### STUDY QUESTIONS
**1)** According to the blog post, when did the writer start the blog?
**2)** Copy everything in the blog post from "This blog has" down to "be following it.".

### TEXT FOR ANALYSIS
★ ★ ★

This blog has really evolved since I started it last October. Originally, it was a continuation of our family blog and also served the dual purpose of therapeutic journaling and offering proof to family members that I was both getting out of bed and processing my grief instead of drinking it away :-) I never anticipated or expected than anyone beyond the few friends and family that kept up with the old blog would be following it.
Emotions and experiences I have chronicled here have resonated with others who are either in my same situation or have a loved one who is. I was both shocked and touched by all of you who have come forward to say that you have found comfort in a common thread and in seeing that someone else has the exact same emotions, thoughts and experiences. Sympathy is always welcome during any healing process, but genuine empathy is rare and surprisingly comforting. I have connected with some amazing women within the last year and now belong to a strange international web of single moms/struggling wives who are at various stages of surviving. There are those who are further along in the process who are inspirational proof to me that this won't kill me and in return I want to pass anything I have learned along to the 'newbies.' Some of you have come out to simply give a one-time hello and 'hang in there' and please know that I have appreciated every single comment. One in particular made me teary last week (last comment in last week's post if you are interested.) We'll call you Anonymous #1. The sentiments expressed in comments like yours are one of the huge reasons I keep writing and keep it as honest as possible. I feel less alone when I know others feel the same way and I am pleased (if admittedly startled) to find that complete strangers are finding comfort in how I have chosen to express myself.

★ ★ ★

### ENTRIES PROVIDED
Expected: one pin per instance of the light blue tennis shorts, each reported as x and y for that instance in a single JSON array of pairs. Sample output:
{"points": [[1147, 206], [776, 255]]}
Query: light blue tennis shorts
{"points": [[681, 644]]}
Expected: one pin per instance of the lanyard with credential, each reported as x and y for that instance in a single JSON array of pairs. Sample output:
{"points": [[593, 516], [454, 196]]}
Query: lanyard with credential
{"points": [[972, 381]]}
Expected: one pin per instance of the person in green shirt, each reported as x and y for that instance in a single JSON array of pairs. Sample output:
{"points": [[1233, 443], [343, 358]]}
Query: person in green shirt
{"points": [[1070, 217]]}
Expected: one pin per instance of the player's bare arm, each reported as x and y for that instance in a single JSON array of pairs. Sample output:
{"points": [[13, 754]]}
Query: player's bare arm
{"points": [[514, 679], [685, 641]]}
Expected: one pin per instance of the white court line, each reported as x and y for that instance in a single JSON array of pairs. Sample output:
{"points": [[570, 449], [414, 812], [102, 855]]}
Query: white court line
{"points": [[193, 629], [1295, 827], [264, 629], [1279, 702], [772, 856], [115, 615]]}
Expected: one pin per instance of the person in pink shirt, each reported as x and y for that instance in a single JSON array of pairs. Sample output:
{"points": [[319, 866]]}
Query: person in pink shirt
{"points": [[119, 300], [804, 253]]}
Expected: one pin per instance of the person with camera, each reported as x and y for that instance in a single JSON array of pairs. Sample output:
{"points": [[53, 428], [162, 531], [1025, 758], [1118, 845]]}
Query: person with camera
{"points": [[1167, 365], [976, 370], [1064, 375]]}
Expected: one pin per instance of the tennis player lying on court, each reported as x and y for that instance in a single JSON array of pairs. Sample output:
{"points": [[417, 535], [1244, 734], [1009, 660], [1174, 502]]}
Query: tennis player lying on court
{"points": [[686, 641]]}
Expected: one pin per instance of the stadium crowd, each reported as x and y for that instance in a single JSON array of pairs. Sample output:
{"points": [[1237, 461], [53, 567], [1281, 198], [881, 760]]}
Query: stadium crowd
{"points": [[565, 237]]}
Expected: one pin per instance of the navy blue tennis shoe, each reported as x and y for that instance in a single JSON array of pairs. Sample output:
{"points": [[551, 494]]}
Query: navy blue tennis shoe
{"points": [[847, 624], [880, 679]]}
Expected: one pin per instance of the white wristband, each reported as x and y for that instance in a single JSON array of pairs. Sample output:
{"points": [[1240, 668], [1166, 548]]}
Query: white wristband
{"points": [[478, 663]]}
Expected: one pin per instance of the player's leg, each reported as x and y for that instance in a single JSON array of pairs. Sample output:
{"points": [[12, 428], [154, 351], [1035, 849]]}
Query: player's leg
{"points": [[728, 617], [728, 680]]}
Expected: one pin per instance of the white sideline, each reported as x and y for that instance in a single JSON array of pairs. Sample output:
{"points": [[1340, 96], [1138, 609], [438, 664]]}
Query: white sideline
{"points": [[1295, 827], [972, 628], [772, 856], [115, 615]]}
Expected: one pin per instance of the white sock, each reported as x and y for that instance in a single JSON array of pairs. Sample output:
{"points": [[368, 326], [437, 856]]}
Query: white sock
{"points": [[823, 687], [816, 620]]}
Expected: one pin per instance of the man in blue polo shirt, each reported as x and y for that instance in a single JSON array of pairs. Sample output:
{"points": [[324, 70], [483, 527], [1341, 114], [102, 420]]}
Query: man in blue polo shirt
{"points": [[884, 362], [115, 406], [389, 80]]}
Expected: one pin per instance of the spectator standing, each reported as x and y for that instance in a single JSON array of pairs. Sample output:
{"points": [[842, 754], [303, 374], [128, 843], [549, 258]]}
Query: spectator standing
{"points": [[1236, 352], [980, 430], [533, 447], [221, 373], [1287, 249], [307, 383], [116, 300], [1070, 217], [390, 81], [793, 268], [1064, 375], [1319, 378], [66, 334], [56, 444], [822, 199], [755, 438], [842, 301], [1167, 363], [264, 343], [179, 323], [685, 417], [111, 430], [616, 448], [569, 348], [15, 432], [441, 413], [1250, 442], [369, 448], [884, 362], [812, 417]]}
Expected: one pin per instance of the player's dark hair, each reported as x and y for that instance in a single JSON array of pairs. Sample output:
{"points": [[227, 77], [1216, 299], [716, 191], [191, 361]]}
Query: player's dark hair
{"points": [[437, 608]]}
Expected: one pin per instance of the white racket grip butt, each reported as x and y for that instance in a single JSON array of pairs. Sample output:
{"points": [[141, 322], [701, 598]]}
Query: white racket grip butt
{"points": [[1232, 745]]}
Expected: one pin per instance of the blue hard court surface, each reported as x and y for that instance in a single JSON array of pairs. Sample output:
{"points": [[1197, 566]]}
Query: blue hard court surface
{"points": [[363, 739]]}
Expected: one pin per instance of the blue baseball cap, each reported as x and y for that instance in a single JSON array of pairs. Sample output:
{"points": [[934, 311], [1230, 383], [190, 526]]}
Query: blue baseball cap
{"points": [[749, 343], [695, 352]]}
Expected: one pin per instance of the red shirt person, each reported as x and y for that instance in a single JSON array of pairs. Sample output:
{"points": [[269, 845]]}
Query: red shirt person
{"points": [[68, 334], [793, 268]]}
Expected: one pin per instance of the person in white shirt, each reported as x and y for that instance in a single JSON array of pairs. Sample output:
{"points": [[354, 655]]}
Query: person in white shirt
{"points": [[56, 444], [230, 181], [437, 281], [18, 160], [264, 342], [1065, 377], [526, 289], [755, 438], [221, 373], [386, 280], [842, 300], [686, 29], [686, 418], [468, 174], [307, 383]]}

★ ★ ★

### SOLVED TASKS
**1)** Last October.

**2)**
This blog has really evolved since I started it last October. Originally, it was a continuation of our family blog and also served the dual purpose of therapeutic journaling and offering proof to family members that I was both getting out of bed and processing my grief instead of drinking it away :-) I never anticipated or expected than anyone beyond the few friends and family that kept up with the old blog would be following it.